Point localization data
-------

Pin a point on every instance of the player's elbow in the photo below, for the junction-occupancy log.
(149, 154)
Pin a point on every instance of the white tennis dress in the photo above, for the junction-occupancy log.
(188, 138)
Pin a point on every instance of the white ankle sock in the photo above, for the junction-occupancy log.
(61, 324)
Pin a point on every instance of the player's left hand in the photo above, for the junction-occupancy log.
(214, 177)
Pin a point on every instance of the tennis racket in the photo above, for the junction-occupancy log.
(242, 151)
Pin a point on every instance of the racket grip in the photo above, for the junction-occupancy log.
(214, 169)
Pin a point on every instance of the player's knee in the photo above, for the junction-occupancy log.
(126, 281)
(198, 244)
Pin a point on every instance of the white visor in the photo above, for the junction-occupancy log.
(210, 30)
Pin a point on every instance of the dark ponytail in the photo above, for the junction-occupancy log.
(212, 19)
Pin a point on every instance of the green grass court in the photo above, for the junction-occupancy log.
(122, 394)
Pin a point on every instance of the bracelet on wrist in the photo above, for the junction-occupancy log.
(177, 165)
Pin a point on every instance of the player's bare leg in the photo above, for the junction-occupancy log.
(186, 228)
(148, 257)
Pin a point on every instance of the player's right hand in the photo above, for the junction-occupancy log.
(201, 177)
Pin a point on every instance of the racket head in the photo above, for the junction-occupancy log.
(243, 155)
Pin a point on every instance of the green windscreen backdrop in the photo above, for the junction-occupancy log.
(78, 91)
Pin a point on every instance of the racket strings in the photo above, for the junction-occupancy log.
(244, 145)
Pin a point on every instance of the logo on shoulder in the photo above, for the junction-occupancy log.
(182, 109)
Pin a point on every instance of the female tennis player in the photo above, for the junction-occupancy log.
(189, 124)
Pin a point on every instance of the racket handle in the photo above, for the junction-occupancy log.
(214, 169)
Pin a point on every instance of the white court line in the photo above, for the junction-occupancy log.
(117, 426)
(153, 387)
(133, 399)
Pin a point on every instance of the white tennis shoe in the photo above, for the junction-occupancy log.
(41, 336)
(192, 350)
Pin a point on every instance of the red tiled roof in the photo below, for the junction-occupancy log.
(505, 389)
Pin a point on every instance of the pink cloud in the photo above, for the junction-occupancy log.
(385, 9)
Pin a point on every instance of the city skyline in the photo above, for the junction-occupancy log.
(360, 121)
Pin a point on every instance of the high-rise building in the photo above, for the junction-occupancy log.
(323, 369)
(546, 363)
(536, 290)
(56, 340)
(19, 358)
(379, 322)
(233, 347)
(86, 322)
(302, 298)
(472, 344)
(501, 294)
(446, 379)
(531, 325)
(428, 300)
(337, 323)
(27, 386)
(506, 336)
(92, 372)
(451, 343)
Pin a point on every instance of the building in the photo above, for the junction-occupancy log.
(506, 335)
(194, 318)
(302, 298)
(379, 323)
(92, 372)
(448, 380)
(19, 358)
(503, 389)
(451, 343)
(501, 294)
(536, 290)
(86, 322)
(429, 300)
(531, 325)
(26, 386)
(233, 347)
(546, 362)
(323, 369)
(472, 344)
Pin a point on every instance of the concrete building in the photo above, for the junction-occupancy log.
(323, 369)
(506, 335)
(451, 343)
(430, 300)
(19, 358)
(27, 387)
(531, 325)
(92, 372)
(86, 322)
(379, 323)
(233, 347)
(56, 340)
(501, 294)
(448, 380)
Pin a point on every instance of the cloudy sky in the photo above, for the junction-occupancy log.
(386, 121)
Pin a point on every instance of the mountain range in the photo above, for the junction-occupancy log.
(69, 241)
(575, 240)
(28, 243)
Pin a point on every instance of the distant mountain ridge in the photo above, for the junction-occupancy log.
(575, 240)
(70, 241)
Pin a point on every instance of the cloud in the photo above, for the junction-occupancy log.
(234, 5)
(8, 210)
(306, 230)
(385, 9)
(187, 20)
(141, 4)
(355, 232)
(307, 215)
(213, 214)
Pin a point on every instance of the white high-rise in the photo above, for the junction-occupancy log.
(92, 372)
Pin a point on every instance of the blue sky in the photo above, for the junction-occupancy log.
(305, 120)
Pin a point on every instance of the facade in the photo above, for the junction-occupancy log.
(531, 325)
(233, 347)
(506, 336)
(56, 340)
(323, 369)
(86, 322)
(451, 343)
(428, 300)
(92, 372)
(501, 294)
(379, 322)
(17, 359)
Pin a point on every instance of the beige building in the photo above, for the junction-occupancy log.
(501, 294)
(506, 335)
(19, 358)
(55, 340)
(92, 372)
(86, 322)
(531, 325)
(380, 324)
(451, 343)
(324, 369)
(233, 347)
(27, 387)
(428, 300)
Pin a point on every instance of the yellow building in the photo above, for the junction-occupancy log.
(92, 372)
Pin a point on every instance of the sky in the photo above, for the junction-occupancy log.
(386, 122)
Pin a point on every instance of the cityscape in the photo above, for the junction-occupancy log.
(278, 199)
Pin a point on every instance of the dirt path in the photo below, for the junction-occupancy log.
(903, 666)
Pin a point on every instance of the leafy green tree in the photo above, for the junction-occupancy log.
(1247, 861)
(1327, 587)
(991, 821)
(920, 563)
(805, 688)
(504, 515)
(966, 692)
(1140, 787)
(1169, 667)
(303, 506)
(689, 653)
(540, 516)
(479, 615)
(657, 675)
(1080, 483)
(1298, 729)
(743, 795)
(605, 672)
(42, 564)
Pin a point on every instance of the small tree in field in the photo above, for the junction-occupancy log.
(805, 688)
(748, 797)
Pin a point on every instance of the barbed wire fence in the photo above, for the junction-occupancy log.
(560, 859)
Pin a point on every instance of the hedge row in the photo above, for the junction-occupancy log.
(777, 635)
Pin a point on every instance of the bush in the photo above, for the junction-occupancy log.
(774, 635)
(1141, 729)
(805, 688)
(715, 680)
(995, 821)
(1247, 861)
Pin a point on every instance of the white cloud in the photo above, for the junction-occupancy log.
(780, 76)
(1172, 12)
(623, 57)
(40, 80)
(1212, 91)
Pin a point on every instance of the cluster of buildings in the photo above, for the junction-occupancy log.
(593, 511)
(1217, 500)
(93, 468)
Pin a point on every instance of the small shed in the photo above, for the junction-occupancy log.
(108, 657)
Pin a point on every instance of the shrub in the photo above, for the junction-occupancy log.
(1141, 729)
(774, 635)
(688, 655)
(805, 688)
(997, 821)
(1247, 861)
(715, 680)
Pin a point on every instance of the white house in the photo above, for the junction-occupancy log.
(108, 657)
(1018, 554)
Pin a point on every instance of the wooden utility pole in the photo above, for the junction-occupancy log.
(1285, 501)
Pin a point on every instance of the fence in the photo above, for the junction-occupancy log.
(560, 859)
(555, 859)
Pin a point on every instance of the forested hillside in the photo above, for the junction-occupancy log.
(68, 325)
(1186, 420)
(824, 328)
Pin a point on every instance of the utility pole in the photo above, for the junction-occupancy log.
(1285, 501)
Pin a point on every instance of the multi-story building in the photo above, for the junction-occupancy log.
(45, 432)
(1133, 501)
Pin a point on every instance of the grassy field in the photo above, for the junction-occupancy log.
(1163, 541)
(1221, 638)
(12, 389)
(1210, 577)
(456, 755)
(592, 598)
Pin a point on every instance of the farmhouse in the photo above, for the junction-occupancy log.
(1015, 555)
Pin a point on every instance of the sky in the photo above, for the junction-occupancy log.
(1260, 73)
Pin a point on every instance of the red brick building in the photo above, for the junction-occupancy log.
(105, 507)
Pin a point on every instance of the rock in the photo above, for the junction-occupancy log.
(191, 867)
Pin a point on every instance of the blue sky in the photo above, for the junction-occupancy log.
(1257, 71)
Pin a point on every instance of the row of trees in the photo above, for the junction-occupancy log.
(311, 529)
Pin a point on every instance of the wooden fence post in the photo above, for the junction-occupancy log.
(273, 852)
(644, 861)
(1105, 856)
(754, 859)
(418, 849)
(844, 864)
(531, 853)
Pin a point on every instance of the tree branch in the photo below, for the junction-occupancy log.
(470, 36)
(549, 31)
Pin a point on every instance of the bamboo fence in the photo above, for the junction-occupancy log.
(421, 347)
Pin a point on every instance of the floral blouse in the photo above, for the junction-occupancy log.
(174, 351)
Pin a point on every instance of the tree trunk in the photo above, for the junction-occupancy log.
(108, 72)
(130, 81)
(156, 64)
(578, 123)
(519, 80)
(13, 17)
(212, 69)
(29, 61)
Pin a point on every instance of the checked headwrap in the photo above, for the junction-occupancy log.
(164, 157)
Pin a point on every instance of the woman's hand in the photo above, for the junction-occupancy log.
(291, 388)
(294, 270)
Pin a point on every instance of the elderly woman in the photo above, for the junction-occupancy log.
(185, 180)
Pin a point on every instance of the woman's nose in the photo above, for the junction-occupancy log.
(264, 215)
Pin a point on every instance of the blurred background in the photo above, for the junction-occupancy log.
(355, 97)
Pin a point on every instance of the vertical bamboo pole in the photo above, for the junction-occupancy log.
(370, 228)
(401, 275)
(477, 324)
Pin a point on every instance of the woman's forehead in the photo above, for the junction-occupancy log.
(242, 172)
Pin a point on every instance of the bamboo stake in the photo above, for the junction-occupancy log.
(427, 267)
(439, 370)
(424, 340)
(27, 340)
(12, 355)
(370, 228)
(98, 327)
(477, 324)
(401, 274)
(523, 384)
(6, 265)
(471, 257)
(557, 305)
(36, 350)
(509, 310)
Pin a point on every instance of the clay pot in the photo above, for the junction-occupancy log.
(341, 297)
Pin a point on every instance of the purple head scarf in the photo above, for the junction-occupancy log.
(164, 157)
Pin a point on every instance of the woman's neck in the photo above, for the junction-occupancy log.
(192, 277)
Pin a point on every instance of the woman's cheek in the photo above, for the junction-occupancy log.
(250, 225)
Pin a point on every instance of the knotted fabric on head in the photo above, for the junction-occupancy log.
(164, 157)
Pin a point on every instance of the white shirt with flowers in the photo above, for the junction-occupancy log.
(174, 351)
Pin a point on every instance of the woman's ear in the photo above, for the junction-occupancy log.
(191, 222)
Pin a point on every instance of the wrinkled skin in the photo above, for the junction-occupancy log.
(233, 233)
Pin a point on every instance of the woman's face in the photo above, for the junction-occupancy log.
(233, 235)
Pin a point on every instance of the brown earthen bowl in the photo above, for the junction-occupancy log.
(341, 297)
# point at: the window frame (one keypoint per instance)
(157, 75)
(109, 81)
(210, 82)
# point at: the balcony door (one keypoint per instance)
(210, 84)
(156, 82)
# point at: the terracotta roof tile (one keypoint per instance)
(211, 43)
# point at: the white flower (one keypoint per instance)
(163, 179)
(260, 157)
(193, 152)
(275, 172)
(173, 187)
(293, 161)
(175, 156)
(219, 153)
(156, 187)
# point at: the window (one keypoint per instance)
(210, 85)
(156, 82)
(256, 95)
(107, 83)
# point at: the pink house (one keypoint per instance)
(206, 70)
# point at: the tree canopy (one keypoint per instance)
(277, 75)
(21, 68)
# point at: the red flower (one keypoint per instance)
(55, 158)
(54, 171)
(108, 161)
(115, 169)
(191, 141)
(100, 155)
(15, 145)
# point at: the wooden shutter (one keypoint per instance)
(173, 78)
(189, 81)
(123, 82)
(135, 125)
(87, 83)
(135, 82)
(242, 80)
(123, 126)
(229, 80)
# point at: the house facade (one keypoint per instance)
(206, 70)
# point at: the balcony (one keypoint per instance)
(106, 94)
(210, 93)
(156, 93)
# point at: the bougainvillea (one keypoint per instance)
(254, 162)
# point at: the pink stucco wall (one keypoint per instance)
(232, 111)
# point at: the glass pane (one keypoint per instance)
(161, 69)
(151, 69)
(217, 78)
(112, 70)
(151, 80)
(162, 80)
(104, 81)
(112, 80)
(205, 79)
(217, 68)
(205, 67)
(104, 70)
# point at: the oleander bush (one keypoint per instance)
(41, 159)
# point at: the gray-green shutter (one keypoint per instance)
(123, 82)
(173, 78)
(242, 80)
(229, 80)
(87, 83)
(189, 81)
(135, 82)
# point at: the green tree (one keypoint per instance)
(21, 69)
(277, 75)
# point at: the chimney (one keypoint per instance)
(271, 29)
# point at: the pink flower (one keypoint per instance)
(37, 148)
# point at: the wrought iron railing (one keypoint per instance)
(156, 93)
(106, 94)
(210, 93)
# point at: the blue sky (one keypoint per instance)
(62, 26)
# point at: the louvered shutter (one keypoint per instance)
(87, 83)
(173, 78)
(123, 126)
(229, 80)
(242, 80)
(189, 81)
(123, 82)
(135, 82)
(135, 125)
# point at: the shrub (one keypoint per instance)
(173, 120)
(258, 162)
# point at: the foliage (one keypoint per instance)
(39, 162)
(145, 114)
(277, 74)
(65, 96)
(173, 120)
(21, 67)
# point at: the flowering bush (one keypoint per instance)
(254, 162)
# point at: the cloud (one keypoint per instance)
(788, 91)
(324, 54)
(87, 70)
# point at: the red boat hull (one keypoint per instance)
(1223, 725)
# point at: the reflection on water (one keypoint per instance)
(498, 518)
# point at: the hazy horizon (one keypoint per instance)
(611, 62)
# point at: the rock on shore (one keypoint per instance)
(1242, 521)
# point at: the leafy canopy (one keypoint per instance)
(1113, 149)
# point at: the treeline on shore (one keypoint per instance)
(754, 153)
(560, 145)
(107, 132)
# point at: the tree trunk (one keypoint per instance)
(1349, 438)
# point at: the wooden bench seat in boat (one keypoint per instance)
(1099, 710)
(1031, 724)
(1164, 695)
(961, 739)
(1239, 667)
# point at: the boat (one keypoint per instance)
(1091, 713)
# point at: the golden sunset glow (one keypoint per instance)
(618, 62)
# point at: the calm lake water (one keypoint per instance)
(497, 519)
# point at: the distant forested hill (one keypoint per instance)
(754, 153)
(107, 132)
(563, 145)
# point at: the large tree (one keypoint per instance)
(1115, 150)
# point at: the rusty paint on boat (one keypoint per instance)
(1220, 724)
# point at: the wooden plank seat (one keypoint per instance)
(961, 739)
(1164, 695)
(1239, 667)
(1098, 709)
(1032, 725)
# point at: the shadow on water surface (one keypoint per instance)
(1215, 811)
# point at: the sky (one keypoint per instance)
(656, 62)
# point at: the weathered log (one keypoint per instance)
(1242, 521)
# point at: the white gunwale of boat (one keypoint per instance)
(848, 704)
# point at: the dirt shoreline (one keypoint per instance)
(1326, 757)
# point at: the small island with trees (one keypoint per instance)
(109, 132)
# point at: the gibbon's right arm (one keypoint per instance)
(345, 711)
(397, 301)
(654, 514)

-------

Please let your answer be exactly the lines from the one holding "# point at: the large" through the last line of the entries above, both ends included.

# point at: the large tree (one keypoint per instance)
(1115, 150)
# point at: the rusty paint on boat (one keypoint per instance)
(1220, 724)
# point at: the wooden plank seat (one keypoint per instance)
(961, 739)
(1164, 695)
(1239, 667)
(1098, 709)
(1032, 725)
# point at: the shadow on water surface (one keypoint per instance)
(1215, 811)
# point at: the sky (one keypoint per instance)
(656, 62)
# point at: the weathered log (one keypoint per instance)
(1242, 521)
# point at: the white gunwale of boat (one keypoint per instance)
(848, 704)
# point at: the dirt shoreline (one keypoint per instance)
(1326, 757)
# point at: the small island with trees (one keypoint per instance)
(109, 132)
# point at: the gibbon's right arm (one keypoint per instance)
(345, 711)
(397, 301)
(654, 514)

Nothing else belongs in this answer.